* **Task statement**
Could you format the listing below as a numbered list, beginning at the line that has "like x=779, y=222." and stopping after the line that has "x=354, y=127", with blank lines and any pictures left out?

[Data records]
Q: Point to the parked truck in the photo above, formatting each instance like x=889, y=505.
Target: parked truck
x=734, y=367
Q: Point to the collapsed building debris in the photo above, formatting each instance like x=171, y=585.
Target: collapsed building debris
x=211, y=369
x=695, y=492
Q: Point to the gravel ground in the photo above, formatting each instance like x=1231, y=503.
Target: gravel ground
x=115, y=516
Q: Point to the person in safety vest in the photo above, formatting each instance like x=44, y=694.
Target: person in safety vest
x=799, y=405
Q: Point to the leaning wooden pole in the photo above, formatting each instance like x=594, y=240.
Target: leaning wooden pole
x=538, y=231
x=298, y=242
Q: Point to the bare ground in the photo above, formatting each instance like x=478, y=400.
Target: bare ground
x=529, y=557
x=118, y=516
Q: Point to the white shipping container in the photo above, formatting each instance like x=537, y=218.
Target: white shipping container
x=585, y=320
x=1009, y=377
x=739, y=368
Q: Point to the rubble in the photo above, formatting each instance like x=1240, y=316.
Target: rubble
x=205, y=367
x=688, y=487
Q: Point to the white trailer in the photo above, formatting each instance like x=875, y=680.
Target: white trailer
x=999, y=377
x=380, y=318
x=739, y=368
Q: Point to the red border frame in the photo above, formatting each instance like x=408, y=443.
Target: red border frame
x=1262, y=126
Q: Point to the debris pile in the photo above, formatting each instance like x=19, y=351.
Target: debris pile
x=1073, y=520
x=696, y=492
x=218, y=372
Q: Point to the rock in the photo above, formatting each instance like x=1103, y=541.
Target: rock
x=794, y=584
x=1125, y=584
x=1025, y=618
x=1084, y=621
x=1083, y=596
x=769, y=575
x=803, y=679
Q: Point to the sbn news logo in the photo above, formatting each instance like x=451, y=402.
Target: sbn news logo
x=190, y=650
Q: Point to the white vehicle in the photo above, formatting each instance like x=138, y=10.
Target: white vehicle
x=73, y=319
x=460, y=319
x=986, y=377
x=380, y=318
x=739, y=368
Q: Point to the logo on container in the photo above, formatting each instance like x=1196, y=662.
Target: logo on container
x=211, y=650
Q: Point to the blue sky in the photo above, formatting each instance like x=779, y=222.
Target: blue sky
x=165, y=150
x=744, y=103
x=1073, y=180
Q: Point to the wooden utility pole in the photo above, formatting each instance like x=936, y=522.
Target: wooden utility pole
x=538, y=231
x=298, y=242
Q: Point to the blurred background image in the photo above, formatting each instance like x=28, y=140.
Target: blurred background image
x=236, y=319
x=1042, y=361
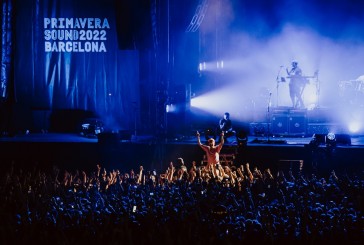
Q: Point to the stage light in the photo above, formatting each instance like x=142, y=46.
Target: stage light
x=210, y=133
x=242, y=138
x=330, y=140
x=354, y=127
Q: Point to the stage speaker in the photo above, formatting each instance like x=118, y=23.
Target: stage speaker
x=339, y=139
x=279, y=124
x=343, y=139
x=108, y=139
x=297, y=125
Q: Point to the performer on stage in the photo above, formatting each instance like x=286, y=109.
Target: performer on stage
x=296, y=85
x=212, y=151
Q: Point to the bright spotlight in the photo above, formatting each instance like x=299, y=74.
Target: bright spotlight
x=171, y=108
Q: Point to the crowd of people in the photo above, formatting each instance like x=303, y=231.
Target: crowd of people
x=186, y=203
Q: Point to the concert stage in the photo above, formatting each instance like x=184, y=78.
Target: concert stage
x=73, y=151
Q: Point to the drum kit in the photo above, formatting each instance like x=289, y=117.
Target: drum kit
x=303, y=82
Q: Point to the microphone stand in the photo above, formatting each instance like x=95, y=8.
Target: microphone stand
x=268, y=115
x=277, y=81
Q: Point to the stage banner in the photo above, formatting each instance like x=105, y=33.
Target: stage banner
x=67, y=58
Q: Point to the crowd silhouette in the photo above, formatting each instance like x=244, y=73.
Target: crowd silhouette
x=185, y=204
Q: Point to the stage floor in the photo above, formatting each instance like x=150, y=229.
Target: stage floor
x=356, y=140
x=75, y=151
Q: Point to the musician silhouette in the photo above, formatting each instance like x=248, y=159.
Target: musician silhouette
x=296, y=85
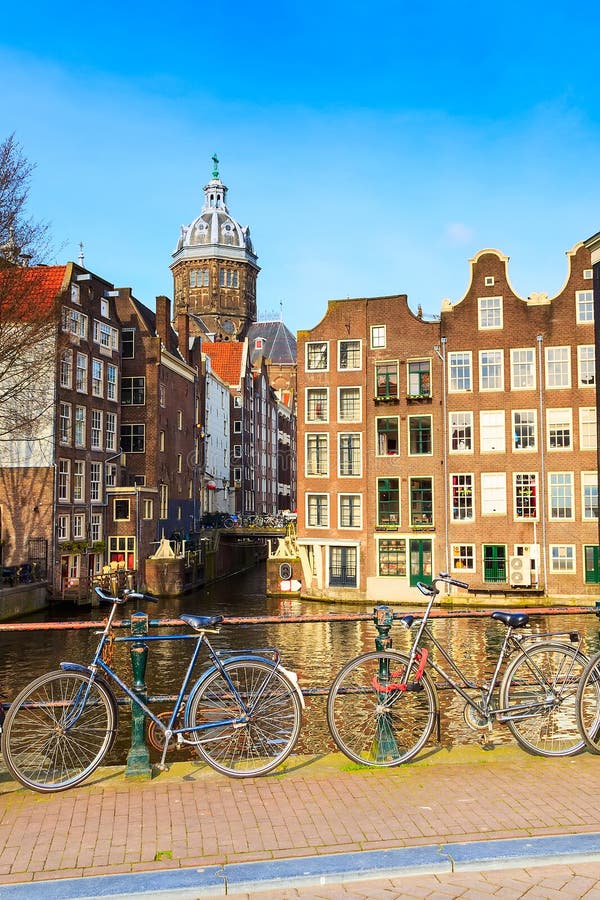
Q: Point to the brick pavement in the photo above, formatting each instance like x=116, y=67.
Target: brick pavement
x=194, y=817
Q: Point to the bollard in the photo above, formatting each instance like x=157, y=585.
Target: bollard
x=138, y=758
x=387, y=747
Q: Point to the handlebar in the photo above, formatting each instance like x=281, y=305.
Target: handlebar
x=127, y=595
x=432, y=589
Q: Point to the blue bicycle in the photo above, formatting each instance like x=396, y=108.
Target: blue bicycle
x=242, y=715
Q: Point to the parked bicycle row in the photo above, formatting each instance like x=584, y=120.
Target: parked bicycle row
x=243, y=714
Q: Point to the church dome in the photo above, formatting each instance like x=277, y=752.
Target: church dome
x=215, y=232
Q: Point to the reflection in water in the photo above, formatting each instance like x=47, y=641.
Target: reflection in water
x=316, y=651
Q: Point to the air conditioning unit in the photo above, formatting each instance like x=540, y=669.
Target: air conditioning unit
x=519, y=570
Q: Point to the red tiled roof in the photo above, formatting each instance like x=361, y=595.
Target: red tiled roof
x=34, y=289
x=226, y=359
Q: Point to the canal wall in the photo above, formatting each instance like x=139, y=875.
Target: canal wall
x=22, y=599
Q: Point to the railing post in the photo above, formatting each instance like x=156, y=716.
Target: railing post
x=138, y=758
x=387, y=747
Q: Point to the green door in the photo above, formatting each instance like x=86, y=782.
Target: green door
x=494, y=562
x=420, y=561
x=592, y=572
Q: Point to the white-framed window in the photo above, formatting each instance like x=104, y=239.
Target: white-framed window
x=587, y=428
x=460, y=368
x=111, y=431
x=349, y=455
x=64, y=479
x=388, y=503
x=317, y=404
x=386, y=380
x=66, y=369
x=65, y=423
x=492, y=434
x=78, y=526
x=418, y=377
x=96, y=527
x=522, y=369
x=420, y=436
x=106, y=335
x=378, y=337
x=81, y=373
x=80, y=423
x=491, y=370
x=585, y=307
x=163, y=499
x=493, y=493
x=461, y=497
x=559, y=425
x=421, y=500
x=387, y=436
x=96, y=429
x=524, y=430
x=112, y=382
x=589, y=495
x=97, y=378
x=349, y=404
x=560, y=491
x=78, y=480
x=586, y=365
x=133, y=437
x=349, y=355
x=317, y=510
x=558, y=367
x=317, y=356
x=350, y=510
x=391, y=557
x=96, y=482
x=525, y=495
x=463, y=557
x=562, y=557
x=317, y=454
x=490, y=312
x=461, y=432
x=63, y=528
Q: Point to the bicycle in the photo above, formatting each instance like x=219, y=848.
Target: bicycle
x=588, y=705
x=382, y=706
x=242, y=715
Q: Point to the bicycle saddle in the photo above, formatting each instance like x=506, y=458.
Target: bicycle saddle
x=200, y=622
x=511, y=620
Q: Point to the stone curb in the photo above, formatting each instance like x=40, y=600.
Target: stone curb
x=337, y=868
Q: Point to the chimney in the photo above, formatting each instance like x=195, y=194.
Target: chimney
x=163, y=319
x=183, y=330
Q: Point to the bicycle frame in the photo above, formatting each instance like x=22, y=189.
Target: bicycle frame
x=99, y=665
x=510, y=644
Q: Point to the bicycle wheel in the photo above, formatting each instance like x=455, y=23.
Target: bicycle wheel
x=543, y=681
x=52, y=739
x=251, y=741
x=380, y=727
x=588, y=705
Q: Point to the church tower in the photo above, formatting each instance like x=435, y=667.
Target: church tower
x=215, y=268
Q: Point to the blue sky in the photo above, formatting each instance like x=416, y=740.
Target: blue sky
x=372, y=148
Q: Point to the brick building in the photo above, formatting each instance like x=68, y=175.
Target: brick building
x=53, y=478
x=466, y=443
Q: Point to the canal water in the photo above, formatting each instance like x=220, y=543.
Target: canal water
x=315, y=650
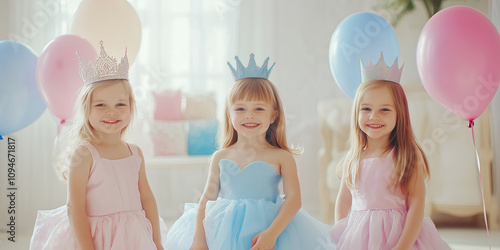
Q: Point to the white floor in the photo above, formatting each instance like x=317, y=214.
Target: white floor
x=458, y=238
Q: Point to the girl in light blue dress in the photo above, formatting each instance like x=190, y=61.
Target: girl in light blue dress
x=241, y=207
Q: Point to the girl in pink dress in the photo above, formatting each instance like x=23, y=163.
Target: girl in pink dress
x=381, y=200
x=110, y=204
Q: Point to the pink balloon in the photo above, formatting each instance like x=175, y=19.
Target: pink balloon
x=57, y=73
x=115, y=22
x=458, y=60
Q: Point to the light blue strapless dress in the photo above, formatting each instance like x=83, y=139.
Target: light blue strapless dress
x=248, y=203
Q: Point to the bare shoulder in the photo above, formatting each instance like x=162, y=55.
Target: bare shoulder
x=218, y=155
x=81, y=153
x=81, y=159
x=139, y=151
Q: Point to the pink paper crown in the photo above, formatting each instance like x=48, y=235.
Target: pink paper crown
x=381, y=71
x=105, y=68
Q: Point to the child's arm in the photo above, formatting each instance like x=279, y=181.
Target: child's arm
x=78, y=176
x=210, y=193
x=415, y=216
x=149, y=203
x=267, y=238
x=343, y=202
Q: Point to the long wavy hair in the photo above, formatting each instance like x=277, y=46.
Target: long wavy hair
x=79, y=130
x=407, y=152
x=255, y=89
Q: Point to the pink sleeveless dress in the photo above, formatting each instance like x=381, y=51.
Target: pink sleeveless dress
x=114, y=210
x=378, y=213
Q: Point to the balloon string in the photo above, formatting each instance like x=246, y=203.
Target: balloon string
x=471, y=125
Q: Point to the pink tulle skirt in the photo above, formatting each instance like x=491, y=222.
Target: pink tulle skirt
x=381, y=229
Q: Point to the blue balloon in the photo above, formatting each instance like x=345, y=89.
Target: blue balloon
x=361, y=36
x=20, y=100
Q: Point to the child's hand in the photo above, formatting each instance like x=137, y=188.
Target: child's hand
x=159, y=246
x=199, y=245
x=263, y=241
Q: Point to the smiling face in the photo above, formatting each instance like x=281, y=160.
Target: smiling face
x=252, y=118
x=377, y=113
x=110, y=110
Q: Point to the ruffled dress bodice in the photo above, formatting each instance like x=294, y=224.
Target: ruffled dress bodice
x=249, y=202
x=113, y=206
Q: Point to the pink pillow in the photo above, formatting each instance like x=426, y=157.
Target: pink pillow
x=169, y=138
x=168, y=105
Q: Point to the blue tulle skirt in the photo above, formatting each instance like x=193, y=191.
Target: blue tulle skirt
x=231, y=224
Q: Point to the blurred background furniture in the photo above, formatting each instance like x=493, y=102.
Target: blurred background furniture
x=453, y=187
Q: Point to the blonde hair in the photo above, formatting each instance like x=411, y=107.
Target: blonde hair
x=255, y=89
x=407, y=152
x=79, y=130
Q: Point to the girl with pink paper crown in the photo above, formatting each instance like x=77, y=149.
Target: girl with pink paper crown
x=246, y=173
x=381, y=200
x=110, y=204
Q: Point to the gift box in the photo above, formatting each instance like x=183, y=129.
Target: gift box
x=168, y=138
x=168, y=105
x=200, y=107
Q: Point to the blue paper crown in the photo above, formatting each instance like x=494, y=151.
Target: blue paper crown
x=252, y=71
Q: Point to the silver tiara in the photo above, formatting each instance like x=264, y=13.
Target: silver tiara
x=106, y=68
x=252, y=71
x=381, y=71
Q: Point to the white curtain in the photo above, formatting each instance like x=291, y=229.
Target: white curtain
x=495, y=115
x=185, y=45
x=296, y=35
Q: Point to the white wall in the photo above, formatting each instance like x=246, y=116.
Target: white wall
x=297, y=37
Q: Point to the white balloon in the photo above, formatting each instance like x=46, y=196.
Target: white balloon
x=115, y=22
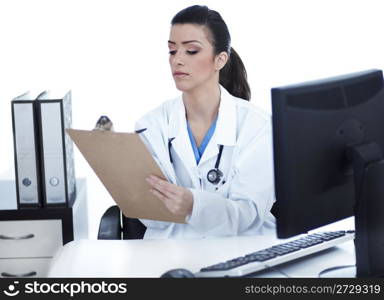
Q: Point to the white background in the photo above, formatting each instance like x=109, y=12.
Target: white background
x=113, y=55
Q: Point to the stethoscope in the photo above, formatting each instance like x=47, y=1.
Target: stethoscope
x=214, y=175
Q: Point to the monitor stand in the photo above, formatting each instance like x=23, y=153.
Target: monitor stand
x=368, y=167
x=339, y=272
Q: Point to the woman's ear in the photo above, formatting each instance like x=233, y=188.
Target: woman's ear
x=220, y=60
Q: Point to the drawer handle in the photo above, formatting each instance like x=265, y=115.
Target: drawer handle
x=30, y=274
x=24, y=237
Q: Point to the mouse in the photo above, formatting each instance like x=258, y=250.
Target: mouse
x=178, y=273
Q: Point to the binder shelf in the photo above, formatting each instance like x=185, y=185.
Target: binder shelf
x=30, y=237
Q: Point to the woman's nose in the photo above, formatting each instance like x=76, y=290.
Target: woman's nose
x=178, y=60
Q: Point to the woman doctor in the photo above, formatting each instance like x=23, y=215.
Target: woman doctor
x=214, y=147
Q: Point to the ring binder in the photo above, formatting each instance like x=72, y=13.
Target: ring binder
x=54, y=115
x=26, y=151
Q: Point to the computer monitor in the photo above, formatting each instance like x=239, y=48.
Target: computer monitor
x=327, y=136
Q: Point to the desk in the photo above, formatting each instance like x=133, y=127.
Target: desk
x=151, y=258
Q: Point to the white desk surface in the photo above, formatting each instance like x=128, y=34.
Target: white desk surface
x=151, y=258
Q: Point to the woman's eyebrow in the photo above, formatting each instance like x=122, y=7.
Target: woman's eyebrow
x=185, y=42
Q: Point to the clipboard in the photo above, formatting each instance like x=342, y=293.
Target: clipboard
x=122, y=162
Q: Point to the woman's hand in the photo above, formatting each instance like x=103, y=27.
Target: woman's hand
x=177, y=199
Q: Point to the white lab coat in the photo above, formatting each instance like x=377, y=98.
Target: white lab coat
x=240, y=204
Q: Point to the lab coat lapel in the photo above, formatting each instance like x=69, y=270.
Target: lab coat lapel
x=181, y=143
x=225, y=132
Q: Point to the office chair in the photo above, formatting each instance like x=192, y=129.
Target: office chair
x=115, y=226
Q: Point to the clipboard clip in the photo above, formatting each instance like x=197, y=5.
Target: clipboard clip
x=140, y=130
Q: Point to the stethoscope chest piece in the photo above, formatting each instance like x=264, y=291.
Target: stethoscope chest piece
x=214, y=176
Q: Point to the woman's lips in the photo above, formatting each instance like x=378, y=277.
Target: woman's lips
x=180, y=74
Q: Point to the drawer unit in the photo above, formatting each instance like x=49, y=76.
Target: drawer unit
x=24, y=267
x=37, y=238
x=29, y=238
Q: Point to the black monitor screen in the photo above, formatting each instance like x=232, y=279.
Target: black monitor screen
x=313, y=125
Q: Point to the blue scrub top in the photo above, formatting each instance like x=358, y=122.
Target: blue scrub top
x=198, y=151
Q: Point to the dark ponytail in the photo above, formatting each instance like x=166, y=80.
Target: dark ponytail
x=233, y=75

* **Response below**
1. Q: Point to the blue sky in the photo above, formatting each instance like x=779, y=222.
2. Target: blue sky
3. x=165, y=150
4. x=744, y=103
5. x=1073, y=180
6. Q: Point to the wooden utility pole in the photo above, formatting each instance like x=936, y=522.
7. Target: wooden utility pole
8. x=538, y=231
9. x=298, y=242
10. Q: Point to the blurred background image in the photo above, formatting each instance like x=28, y=140.
11. Target: blurred background image
12. x=236, y=319
13. x=1042, y=361
14. Q: Point to the stage light in the photo above, formatting each instance like x=142, y=46.
15. Target: stage light
16. x=210, y=133
17. x=242, y=138
18. x=330, y=140
19. x=354, y=127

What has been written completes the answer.